▶ **Work item**
Give back all the entries below. Omit none of them.

▶ **Given entries**
>>>>>

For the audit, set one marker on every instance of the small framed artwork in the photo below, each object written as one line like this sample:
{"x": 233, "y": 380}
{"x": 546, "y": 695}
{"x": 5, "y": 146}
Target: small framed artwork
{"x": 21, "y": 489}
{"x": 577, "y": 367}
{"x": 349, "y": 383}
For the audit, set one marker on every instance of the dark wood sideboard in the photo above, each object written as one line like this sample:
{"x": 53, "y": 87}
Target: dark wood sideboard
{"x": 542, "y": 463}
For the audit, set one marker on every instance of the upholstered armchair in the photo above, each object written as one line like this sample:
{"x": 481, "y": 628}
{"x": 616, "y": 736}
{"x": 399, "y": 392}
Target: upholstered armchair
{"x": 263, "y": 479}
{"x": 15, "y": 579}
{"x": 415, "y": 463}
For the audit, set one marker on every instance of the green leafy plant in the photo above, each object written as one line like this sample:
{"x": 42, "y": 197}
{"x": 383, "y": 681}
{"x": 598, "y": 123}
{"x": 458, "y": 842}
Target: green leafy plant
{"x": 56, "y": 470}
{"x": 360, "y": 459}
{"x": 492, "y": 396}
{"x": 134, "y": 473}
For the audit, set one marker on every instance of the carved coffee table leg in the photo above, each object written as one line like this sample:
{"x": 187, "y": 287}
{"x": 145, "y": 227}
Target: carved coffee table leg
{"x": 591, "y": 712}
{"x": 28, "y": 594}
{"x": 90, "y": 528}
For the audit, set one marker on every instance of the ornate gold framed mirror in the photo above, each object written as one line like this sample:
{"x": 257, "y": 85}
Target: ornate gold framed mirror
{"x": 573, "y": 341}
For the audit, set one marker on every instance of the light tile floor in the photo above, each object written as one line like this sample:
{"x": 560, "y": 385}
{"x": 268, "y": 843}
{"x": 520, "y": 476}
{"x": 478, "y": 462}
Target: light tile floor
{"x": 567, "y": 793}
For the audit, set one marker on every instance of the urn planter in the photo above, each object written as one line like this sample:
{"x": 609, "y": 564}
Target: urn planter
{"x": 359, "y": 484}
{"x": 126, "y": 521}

<<<<<

▶ **Exercise answer**
For the audit, set one marker on every instance of the small framed artwork in the photo below, each object written as one line like this sample:
{"x": 233, "y": 380}
{"x": 546, "y": 695}
{"x": 5, "y": 146}
Target: small framed artwork
{"x": 21, "y": 489}
{"x": 577, "y": 367}
{"x": 349, "y": 383}
For the audit, set one marker on every instance of the dark wood sideboard in the photo above, each object written as one line like this sample:
{"x": 53, "y": 87}
Target: dark wood sideboard
{"x": 542, "y": 463}
For the audit, set one marker on every instance of the upholstered armchair in the photo above, each object written as one line like this sample:
{"x": 481, "y": 628}
{"x": 616, "y": 736}
{"x": 399, "y": 392}
Target: upholstered armchair
{"x": 263, "y": 479}
{"x": 15, "y": 579}
{"x": 415, "y": 463}
For the audit, set one marker on every instance of the green leafy plant in the photo above, each object written as one line like this sample:
{"x": 42, "y": 197}
{"x": 383, "y": 681}
{"x": 598, "y": 123}
{"x": 458, "y": 842}
Target: green leafy plant
{"x": 56, "y": 470}
{"x": 360, "y": 459}
{"x": 492, "y": 396}
{"x": 134, "y": 473}
For the audit, set one marker on every instance of the carved coffee table leg in the photo above, each object written as one line like this sample:
{"x": 187, "y": 287}
{"x": 145, "y": 227}
Target: carved coffee table leg
{"x": 591, "y": 712}
{"x": 28, "y": 594}
{"x": 90, "y": 528}
For the audit, set one marker on every instance of the ornate gold framed mirror in the photo above, each object written as one line like this sample:
{"x": 257, "y": 85}
Target: ornate gold framed mirror
{"x": 573, "y": 341}
For the audit, set one marker on every instance of the light tile floor in the photo above, each object written as one line like this sample:
{"x": 560, "y": 385}
{"x": 268, "y": 843}
{"x": 520, "y": 476}
{"x": 478, "y": 462}
Target: light tile floor
{"x": 567, "y": 793}
For the audit, set one marker on every instance of the urn planter in the photo above, each object written as one line like this sample:
{"x": 609, "y": 564}
Target: urn planter
{"x": 359, "y": 484}
{"x": 126, "y": 521}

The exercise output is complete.